* [What is being asked] Reproduce every line of the material from the line containing "Could you kindly indicate each instance of the jersey" through the line containing "<point>781,821</point>", both included. Shift each point coordinate up by 6 and leave all other text unchanged.

(Stored items)
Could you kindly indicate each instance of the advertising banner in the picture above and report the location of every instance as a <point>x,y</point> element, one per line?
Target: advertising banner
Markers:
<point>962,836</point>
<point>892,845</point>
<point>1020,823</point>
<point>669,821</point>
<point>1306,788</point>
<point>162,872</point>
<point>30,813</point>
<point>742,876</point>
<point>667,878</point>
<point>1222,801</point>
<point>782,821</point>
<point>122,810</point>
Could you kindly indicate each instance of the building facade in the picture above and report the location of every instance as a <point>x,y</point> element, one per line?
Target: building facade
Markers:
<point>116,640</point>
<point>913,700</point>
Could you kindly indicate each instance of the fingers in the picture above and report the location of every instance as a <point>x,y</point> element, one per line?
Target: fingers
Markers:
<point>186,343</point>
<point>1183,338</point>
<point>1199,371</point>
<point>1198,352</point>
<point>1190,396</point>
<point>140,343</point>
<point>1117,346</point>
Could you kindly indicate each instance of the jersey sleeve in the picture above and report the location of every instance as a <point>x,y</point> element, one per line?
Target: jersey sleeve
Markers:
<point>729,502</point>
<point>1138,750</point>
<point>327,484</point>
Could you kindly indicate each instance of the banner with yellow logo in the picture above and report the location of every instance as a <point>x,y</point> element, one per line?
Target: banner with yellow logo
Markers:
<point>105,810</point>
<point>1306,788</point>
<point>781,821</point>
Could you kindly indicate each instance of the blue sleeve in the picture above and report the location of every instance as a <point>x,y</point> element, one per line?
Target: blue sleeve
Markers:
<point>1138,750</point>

* [Answer to the exercise]
Could you kindly indicate each instance of the jersey sleeve in the picture above and report the location of every instance as a <point>x,y</point> element, one per line?
Target: jersey sleeve
Markers:
<point>735,508</point>
<point>1144,756</point>
<point>333,490</point>
Could you kindly indicate each instance of the banner with yellow logo in the picture above and report the location of every instance as a <point>x,y</point> element, one per line?
Target: banner with yellow logo
Markers:
<point>111,816</point>
<point>1312,794</point>
<point>787,827</point>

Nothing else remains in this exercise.